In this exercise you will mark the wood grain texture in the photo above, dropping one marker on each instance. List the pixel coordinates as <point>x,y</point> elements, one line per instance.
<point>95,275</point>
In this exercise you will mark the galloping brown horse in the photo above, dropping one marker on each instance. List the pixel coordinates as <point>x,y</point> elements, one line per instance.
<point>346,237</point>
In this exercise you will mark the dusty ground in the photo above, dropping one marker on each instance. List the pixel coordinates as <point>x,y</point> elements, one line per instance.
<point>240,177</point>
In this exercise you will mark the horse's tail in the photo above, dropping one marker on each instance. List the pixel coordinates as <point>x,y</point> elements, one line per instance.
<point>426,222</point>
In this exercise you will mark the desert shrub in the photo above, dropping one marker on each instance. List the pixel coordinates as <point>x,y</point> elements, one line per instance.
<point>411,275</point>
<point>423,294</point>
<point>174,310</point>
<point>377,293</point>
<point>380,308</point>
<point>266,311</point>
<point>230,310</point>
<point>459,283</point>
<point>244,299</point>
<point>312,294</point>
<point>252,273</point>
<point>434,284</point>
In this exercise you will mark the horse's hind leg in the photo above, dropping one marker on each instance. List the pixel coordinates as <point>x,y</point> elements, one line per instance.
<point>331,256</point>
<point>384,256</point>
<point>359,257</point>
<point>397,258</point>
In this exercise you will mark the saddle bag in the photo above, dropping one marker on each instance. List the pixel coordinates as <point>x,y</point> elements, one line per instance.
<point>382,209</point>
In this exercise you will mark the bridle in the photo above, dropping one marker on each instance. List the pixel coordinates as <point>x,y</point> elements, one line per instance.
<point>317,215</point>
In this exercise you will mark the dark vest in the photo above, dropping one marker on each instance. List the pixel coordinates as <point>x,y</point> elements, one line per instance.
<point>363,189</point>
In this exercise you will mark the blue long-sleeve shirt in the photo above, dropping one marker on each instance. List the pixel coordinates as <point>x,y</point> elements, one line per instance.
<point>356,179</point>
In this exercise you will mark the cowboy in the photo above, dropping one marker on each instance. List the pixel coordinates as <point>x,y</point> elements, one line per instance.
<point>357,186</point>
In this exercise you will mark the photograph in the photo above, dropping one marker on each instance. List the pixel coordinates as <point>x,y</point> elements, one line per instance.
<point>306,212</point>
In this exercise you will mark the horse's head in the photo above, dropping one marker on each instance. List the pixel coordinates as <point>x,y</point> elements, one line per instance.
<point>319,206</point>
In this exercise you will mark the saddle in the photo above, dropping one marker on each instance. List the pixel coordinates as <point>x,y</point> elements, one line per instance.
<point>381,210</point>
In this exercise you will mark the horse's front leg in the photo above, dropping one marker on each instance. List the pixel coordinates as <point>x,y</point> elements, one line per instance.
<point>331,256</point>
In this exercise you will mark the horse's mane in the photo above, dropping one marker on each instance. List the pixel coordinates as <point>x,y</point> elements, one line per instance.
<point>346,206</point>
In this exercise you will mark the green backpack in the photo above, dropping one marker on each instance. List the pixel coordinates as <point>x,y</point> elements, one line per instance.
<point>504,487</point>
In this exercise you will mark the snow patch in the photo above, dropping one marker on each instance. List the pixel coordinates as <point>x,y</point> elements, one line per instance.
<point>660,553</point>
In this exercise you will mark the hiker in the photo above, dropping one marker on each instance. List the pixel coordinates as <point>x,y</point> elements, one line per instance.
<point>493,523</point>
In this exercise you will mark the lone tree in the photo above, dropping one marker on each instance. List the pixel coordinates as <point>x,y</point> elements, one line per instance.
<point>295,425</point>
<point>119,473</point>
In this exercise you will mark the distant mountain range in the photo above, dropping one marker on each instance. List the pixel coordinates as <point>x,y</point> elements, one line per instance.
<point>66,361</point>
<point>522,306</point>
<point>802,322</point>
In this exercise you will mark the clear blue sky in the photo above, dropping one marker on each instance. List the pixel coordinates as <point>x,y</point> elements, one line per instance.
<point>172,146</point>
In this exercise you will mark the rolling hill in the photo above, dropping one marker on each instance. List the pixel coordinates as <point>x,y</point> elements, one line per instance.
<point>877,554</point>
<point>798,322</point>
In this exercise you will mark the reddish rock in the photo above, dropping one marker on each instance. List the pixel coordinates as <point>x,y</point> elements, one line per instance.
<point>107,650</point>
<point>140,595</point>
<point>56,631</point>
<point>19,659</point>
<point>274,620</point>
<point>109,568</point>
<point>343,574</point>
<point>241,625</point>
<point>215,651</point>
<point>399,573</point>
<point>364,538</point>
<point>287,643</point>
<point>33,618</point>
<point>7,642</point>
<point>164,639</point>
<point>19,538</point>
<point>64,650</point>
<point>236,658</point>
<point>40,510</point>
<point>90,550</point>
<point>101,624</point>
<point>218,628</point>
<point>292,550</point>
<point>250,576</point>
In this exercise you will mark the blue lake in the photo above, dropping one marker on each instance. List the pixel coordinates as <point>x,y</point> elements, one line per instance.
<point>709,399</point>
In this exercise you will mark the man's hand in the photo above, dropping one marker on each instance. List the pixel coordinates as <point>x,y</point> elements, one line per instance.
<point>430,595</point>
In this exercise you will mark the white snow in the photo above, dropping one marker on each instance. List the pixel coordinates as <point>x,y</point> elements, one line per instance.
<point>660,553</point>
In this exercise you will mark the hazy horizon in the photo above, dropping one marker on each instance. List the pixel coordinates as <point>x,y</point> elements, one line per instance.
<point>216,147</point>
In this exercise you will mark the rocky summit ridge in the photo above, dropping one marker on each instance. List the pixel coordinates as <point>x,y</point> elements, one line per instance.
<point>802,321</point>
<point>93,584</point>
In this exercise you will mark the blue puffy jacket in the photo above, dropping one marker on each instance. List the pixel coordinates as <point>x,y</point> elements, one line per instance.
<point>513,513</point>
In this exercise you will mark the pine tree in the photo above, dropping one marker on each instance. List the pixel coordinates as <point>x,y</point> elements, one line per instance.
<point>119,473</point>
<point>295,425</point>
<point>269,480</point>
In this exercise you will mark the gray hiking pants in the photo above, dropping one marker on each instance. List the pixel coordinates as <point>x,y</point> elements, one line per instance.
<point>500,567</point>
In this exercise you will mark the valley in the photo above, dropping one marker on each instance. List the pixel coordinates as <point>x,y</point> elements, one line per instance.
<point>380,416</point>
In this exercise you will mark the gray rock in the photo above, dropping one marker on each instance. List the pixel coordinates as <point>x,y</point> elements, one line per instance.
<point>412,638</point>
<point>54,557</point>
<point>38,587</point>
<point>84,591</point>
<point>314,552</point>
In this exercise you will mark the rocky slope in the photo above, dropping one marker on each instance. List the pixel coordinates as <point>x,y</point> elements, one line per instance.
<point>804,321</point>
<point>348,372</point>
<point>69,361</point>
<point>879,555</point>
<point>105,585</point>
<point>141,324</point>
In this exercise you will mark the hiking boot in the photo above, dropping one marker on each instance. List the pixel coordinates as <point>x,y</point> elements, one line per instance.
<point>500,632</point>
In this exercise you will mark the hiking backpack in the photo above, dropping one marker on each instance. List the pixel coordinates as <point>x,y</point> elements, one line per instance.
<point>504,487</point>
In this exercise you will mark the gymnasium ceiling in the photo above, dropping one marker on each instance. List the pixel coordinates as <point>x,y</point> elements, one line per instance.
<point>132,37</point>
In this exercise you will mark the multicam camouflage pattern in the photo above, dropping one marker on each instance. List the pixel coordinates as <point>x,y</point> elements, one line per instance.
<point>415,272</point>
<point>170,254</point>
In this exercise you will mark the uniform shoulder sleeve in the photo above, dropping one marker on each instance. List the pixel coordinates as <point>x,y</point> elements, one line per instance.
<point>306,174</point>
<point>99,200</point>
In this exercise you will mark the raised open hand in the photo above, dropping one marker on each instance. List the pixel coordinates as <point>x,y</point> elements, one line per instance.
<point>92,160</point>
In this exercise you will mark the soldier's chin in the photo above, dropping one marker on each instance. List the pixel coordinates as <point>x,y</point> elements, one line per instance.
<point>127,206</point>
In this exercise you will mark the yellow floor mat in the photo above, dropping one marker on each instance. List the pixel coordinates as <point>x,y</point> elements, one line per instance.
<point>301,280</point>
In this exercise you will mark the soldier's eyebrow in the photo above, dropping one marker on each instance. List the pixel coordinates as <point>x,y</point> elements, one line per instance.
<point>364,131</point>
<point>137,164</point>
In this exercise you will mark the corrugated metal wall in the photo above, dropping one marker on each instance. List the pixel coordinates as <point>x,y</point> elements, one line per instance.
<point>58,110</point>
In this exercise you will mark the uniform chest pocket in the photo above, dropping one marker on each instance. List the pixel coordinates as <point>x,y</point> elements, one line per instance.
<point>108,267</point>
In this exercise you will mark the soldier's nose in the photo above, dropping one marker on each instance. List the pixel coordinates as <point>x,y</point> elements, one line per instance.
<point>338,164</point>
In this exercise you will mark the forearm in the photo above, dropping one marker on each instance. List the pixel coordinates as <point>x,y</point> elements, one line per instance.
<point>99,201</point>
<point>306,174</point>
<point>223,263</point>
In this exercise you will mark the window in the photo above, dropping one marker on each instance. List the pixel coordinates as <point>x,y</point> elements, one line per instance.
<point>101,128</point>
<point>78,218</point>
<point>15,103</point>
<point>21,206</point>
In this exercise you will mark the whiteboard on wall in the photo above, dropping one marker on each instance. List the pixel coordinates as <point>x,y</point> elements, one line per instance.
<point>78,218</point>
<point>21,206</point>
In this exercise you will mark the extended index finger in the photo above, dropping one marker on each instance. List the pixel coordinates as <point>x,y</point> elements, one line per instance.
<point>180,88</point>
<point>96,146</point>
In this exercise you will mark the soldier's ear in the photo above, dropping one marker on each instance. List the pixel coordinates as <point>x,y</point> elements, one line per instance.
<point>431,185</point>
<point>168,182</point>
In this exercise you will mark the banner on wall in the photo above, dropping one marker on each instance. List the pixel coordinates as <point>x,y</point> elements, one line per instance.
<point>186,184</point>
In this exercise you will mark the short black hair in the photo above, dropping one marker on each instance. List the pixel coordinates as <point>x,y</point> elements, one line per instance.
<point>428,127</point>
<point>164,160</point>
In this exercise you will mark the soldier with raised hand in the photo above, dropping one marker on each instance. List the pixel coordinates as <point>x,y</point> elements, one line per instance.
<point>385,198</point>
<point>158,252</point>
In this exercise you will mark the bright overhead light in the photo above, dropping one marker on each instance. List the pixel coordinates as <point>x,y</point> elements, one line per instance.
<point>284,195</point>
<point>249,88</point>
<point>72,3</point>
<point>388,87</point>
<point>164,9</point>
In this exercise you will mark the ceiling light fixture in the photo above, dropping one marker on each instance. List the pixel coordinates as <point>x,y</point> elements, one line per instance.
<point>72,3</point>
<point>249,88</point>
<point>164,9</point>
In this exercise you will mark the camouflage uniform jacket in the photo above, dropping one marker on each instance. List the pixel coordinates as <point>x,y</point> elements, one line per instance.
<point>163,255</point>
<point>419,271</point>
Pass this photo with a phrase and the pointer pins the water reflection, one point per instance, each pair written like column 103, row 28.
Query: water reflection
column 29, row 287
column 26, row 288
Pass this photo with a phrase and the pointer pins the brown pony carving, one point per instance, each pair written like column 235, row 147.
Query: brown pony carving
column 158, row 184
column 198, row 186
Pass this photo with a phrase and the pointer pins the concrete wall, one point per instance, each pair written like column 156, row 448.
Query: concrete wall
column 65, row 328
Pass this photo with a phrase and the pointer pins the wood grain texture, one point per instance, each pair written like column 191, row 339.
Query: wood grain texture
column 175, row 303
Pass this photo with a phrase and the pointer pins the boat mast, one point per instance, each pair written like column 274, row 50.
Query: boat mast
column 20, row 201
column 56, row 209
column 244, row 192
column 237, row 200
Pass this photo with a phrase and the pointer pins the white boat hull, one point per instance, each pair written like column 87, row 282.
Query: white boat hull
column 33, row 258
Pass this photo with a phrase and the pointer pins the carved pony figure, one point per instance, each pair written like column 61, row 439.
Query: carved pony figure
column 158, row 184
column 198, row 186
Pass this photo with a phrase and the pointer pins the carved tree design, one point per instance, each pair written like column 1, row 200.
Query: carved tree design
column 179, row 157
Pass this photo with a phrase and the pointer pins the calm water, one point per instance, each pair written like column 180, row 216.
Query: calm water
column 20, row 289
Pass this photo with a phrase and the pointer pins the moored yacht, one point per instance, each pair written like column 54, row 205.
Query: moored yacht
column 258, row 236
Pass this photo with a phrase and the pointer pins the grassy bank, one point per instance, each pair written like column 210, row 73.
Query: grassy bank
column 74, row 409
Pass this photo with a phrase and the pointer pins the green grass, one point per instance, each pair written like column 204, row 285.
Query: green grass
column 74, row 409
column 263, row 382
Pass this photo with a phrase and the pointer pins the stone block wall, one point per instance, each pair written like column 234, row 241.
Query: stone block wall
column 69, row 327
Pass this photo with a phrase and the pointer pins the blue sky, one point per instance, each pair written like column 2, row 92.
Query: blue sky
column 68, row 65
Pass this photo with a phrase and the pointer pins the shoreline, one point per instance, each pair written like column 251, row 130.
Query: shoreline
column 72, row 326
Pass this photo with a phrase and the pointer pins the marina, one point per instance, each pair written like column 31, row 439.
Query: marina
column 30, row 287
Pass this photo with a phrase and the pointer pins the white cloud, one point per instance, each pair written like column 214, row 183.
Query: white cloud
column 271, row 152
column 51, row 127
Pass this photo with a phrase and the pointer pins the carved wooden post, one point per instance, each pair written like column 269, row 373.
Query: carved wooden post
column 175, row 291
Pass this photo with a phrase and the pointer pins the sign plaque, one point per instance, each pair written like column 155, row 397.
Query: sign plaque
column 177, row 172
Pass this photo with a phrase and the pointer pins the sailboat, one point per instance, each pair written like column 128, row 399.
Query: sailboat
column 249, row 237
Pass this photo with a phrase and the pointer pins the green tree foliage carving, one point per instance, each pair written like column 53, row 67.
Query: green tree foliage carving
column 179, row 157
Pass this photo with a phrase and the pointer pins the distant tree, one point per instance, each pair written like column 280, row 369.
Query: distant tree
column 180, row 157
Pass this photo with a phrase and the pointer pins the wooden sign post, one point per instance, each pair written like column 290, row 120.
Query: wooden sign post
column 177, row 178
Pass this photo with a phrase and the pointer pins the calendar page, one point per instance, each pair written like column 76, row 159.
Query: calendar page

WORK TO COMPLETE
Count how many lines in the data above hold "calendar", and give that number by itself.

TASK RESULT
2